ЗАДАНИЕ: Оформите все строки приведённых ниже записей как таблицу Markdown со столбцами «Номер» и «Строка», пропустив пустые строки.

ИЗВЛЕЧЁННЫЕ ДАННЫЕ:
----

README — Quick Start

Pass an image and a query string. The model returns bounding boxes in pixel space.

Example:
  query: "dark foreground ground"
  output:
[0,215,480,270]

----

ВЫПОЛНЕННОЕ ЗАДАНИЕ:
| Номер | Строка |
|---|---|
| 1 | README — Quick Start |
| 2 | Pass an image and a query string. The model returns bounding boxes in pixel space. |
| 3 | Example: |
| 4 |   query: "dark foreground ground" |
| 5 |   output: |
| 6 | [0,215,480,270] |